Produce the same data once more, line for line.

══ Records for the task ══

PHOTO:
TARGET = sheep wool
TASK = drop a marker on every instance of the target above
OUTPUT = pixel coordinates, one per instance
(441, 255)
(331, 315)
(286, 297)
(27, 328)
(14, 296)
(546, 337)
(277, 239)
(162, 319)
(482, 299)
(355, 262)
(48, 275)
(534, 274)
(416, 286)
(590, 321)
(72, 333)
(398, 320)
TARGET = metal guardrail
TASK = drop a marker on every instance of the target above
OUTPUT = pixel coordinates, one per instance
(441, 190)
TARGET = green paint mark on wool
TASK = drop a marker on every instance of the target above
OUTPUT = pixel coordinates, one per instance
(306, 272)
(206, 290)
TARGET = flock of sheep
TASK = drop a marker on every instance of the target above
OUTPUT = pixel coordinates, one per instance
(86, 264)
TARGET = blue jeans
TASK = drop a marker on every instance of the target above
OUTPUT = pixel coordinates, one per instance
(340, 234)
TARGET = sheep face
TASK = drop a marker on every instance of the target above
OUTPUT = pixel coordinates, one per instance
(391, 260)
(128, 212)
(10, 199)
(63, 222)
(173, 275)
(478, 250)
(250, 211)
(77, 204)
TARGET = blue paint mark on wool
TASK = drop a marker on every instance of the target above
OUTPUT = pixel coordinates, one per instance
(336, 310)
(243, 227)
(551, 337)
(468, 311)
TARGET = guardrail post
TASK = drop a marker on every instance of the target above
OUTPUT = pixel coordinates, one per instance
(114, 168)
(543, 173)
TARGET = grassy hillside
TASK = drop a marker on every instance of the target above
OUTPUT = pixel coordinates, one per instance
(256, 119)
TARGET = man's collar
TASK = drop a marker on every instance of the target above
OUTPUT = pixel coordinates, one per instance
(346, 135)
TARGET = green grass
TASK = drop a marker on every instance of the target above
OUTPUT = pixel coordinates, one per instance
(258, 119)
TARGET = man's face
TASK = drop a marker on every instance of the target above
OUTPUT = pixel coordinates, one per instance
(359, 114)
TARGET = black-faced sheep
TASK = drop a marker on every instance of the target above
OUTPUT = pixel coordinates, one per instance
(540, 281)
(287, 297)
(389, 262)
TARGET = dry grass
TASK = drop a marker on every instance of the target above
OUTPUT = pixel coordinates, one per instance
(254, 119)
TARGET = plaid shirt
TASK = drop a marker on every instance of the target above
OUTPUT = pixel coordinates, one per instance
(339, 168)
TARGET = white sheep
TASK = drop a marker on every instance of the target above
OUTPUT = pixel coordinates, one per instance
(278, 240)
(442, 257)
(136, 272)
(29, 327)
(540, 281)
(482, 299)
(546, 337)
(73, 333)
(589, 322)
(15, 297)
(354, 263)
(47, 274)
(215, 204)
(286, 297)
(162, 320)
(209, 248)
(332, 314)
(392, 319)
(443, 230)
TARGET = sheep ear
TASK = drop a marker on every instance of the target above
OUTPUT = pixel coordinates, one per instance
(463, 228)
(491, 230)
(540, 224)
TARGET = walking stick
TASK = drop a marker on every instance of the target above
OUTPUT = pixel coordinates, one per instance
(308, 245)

═══

◆ Answer box
PHOTO:
TARGET = sheep wool
TASK = drop a marker on every instance of the target above
OUTPUT = pixel coordinates, one per instance
(441, 255)
(331, 315)
(286, 297)
(27, 328)
(14, 296)
(546, 337)
(277, 239)
(162, 319)
(482, 299)
(355, 262)
(48, 275)
(534, 274)
(416, 286)
(590, 321)
(72, 333)
(398, 320)
TARGET = metal guardrail
TASK = drop a marker on every instance of the target above
OUTPUT = pixel coordinates, one per instance
(441, 190)
TARGET = green paint mark on wool
TASK = drop a marker on every instance of the target above
OUTPUT = pixel coordinates, one per instance
(306, 272)
(206, 290)
TARGET = flock of sheep
TASK = drop a marker on every instance of the target above
OUTPUT = pixel coordinates, one per instance
(86, 264)
TARGET = blue jeans
TASK = drop a marker on every instance of the target above
OUTPUT = pixel coordinates, one per instance
(340, 234)
TARGET = sheep face
TASK = drop a marker on every instance of the target above
OUTPUT = pixel coordinates, one per instance
(391, 260)
(128, 212)
(10, 199)
(63, 222)
(173, 275)
(478, 250)
(250, 211)
(77, 204)
TARGET = blue paint mark on wool
TASK = drop a marker on every instance of the target above
OUTPUT = pixel coordinates, one per instance
(336, 310)
(243, 227)
(551, 337)
(468, 311)
TARGET = guardrail post
TASK = drop a marker on every instance of the target above
OUTPUT = pixel coordinates, one per instance
(114, 168)
(543, 173)
TARGET = grassy hillside
TASK = drop a marker on every instance of the target above
OUTPUT = pixel coordinates, one per instance
(256, 119)
TARGET = man's collar
TASK = drop a marker on every instance of the target above
OUTPUT = pixel coordinates, one per instance
(346, 135)
TARGET = green grass
TASK = drop a marker on every instance of the target above
OUTPUT = pixel coordinates, one per instance
(258, 119)
TARGET = man's face
TASK = drop a marker on every instance of the target above
OUTPUT = pixel coordinates, one per instance
(359, 114)
TARGET = black-faced sheep
TASK = drop a marker on every instance of the target above
OUTPUT = pixel coordinates, one per instance
(540, 281)
(287, 297)
(389, 262)
TARGET = dry grass
TASK = drop a marker on every instance of the target above
OUTPUT = pixel coordinates, one per instance
(254, 119)
TARGET = plaid shirt
TASK = drop a marker on every instance of the target above
OUTPUT = pixel coordinates, one per instance
(339, 168)
TARGET = white sheep
TASK = drop a marker on every instance of the target above
OUTPUT = pixel coordinates, one per instance
(278, 240)
(442, 257)
(136, 272)
(29, 327)
(540, 281)
(482, 299)
(546, 337)
(73, 333)
(589, 322)
(15, 297)
(354, 263)
(47, 274)
(215, 204)
(286, 297)
(162, 320)
(209, 248)
(332, 314)
(392, 319)
(443, 230)
TARGET = sheep ear
TASK = drop a marker on every instance of the target above
OUTPUT = pixel coordinates, one per instance
(463, 228)
(491, 230)
(540, 224)
TARGET = walking stick
TASK = drop a marker on every instance of the target above
OUTPUT = pixel coordinates, one per instance
(308, 245)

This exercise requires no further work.